=== Selected text ===
▼
Petronis says, "Their genomes are identical, and they spend most of their lives in similar environments; therefore, it is really hard to identify environmental factors that can cause the disease in one of the twins. Meanwhile, epigenetic factors can react to the environment, but different processes occur. And these epigenetic differences may be the reason for discordance."

The environment is not always to blame

Petronis says that unambiguously proving that environmental factors cause a certain disease is possible but not easy, and there are very few such conditions.

The relationship between smoking and lung cancer is well established, but smoking may not be an isolated environmental factor. Many people try smoking, but only some develop an addiction to it. And that depends on our biology, such as susceptibility to addiction or how nicotine affects us.

"This is where environmental factors and endogenously determined processes deciding to which environmental factors we react to start to intertwine," he says.

Stressful life events are considered to be another environmental factor. However, several twin studies showed that people have a specific genetic predisposition to end up in these stressful situations.

High-conflict personalities with certain innate personality traits find themselves in these situations not because there is a lot of stress around them but because they create such microclimate around themselves. Formally, we could consider it to be stress that comes from the environment, but it is rooted in their personality.

- Dr. Artūras Petronis

There are well-established environmental factors that increase the risk for several conditions, such as physical inactivity. However, the role of the environment in diseases such as schizophrenia, Parkinson’s, or type 1 diabetes is less clear.

"Studies showed that almost all diseases, even infectious, have the heritability element because we react to pathogens and viruses slightly differently. Some are not susceptible at all, while others are very sensitive. Our genes determine it," Petronis told Healthnews.

As schizophrenia's heritability is about 70%, what could one with a family history of the disease do to reduce the risk of developing the condition? Nothing much, Petronis says.

"According to some theories, the use of marijuana can increase the risk or provoke psychosis. Therefore, it should be avoided. But its effect is not very significant — it's just one of the factors we better understand," he adds.
▲
=== Entries provided ===
▼
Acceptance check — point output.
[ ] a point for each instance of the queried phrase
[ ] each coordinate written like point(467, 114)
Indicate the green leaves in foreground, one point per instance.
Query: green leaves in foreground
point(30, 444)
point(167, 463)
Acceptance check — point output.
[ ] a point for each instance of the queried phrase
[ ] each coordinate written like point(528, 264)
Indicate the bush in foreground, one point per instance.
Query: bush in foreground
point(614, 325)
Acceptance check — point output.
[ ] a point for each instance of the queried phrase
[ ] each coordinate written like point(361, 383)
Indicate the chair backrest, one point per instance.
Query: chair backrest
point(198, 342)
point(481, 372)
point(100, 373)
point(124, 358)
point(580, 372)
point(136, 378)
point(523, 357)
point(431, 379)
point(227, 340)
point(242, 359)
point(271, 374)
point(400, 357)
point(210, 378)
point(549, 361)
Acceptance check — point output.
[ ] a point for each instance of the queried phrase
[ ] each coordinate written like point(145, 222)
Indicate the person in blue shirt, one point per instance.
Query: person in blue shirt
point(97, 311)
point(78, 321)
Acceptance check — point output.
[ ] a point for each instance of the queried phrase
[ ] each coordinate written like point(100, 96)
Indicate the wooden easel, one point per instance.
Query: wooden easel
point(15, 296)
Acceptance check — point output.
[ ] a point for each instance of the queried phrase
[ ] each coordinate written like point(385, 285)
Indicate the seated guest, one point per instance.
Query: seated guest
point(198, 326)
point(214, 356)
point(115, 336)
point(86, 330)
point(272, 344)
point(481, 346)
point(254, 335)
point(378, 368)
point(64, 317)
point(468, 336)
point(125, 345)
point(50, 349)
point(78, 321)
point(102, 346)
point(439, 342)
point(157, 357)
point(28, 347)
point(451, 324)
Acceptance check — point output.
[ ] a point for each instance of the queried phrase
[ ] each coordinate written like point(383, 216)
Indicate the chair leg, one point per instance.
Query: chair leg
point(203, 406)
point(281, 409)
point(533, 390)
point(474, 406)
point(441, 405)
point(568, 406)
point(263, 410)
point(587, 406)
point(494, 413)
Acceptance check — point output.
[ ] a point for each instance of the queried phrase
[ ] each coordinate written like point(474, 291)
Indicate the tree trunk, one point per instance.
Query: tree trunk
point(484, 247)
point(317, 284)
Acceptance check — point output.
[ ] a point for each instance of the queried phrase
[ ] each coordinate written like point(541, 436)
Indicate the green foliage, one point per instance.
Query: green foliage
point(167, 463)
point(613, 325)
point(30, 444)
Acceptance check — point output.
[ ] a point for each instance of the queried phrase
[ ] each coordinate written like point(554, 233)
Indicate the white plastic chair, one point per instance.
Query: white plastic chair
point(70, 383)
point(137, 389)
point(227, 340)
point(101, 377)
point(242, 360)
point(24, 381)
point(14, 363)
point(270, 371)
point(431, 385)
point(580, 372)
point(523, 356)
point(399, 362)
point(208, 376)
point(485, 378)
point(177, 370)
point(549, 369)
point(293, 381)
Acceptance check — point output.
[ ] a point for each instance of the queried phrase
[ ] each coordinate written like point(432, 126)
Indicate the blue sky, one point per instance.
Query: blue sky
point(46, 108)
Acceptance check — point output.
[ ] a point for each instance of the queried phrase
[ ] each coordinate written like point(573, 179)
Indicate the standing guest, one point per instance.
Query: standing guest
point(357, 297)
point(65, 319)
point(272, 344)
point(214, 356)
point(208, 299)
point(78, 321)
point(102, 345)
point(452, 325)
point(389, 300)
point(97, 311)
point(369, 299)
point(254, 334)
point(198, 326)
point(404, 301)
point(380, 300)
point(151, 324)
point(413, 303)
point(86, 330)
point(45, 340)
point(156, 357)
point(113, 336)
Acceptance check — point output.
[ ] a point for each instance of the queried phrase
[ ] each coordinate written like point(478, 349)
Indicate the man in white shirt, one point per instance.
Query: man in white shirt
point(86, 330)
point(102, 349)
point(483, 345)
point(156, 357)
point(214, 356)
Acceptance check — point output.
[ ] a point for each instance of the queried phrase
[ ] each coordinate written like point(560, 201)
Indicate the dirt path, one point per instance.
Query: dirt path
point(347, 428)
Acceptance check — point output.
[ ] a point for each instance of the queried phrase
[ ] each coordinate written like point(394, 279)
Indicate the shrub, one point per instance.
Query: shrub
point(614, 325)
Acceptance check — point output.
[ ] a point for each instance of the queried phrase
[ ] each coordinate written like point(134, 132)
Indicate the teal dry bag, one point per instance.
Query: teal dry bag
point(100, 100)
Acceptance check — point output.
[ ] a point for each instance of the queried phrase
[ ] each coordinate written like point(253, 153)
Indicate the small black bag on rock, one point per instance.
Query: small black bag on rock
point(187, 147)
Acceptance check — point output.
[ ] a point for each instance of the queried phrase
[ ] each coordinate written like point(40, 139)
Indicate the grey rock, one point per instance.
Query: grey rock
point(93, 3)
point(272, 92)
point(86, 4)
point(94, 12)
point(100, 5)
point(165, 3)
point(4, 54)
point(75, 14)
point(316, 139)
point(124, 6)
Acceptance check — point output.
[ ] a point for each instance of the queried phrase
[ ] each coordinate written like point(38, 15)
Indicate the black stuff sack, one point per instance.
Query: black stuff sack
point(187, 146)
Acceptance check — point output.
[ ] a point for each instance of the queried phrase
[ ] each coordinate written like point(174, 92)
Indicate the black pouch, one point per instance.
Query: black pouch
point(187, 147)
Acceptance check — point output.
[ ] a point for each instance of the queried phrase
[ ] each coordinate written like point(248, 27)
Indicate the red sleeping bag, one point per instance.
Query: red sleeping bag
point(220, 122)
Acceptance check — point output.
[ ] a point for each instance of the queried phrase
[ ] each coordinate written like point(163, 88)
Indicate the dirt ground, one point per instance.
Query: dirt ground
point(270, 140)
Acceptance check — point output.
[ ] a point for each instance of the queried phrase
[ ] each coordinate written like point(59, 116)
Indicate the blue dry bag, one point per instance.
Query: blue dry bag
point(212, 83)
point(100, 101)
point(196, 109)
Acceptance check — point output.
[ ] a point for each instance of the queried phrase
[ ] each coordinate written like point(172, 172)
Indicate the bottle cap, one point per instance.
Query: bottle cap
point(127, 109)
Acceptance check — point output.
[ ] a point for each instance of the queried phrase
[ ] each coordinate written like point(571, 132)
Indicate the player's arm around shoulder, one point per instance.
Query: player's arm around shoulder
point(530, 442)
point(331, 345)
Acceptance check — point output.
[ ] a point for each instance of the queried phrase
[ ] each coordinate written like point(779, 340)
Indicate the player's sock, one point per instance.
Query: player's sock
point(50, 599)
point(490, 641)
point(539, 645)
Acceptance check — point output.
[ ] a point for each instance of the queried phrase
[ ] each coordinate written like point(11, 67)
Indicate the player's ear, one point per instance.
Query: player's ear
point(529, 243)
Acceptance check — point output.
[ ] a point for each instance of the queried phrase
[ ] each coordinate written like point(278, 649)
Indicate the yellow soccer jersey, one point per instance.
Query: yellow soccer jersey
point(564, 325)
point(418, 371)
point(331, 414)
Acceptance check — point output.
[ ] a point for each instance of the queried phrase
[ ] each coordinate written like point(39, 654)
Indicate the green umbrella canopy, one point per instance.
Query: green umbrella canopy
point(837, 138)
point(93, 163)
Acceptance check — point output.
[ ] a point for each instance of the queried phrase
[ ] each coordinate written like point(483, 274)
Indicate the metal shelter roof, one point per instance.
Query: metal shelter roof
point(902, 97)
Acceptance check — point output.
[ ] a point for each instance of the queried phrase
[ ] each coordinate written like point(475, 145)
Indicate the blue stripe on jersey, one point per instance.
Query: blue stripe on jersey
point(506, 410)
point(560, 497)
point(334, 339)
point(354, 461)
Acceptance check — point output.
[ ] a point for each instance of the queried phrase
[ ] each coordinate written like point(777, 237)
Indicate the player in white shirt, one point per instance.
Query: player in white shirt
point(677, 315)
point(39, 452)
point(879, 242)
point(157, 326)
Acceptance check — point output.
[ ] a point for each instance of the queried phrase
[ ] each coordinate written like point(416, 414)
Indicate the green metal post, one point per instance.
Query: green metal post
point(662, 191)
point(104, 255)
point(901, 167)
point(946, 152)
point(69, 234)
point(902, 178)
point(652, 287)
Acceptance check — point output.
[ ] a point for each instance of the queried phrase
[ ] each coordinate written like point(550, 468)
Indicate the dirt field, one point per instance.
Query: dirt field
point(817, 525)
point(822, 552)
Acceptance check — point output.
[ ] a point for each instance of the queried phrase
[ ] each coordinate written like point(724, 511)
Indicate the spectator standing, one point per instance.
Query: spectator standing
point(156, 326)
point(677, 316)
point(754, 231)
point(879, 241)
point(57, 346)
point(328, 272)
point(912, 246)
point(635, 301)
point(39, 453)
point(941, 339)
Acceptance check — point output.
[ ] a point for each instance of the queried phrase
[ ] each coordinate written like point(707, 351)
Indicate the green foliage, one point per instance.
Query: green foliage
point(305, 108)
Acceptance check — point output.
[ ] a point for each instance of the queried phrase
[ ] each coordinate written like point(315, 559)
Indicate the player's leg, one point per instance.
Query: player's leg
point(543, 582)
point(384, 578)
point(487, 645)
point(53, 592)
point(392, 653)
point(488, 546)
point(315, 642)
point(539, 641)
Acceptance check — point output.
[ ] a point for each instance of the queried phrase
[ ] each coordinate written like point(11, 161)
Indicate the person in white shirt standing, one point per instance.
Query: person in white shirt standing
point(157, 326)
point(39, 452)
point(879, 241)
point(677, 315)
▲
=== Task directions ===
Write the next part of the article on twins, epigenetics and environmental causes of disease, starting after its final sentence.

=== Response box ===
Important questions unanswered

Petronis and his team are looking for an answer to why most diseases develop later in life. If there is some genetic predisposition that increases the risk of the disease, what's been happening in the cells for decades that they managed not to get sick?

"During this time, genomes haven't changed — we still have what we've inherited from our parents. But epigenetic regulators are changing, so maybe they are a primary reason why the disease occurs long decades after we are born." Petronis says.

Schizophrenia usually starts around the age of 20 and may lead to three decades of severe episodes and multiple hospitalizations. The disease severity decreases when the patients are in their 50s or 60s. At this age, one in four people with Schizophrenia is considered recovered.

"At a certain age, cells can no longer cope with the disease. But if they were 15 or 50 years old, they would probably manage to do it. So, maybe we can rejuvenate or age them." he says.

Manipulating epigenetic clocks

Petronis says that aging, in large part, is an epigenetic process, as epigenomes of old cells significantly differ from young ones. In some diseases, epigenetic aging is accelerated and is a few years older than the chronological age.

"If aging is accelerated in a disease, we can chronologically explain that it is a process of the disease, that it is exhausting cells and genomes react to it," he says.

However, slowed-down epigenetic aging may also be a sign of a disease and mean that changes are similarly bad as caused by accelerated aging.

Should we aim to reverse the epigenetic clock? Petronis says it could be a good idea if we knew exactly what needs to be reversed and would be able to control all the processes.

He adds, "There is always a risk that we would put it too much forward, that we would reverse only a part of the cell’s epigenome, and the result would be an intermediate variant."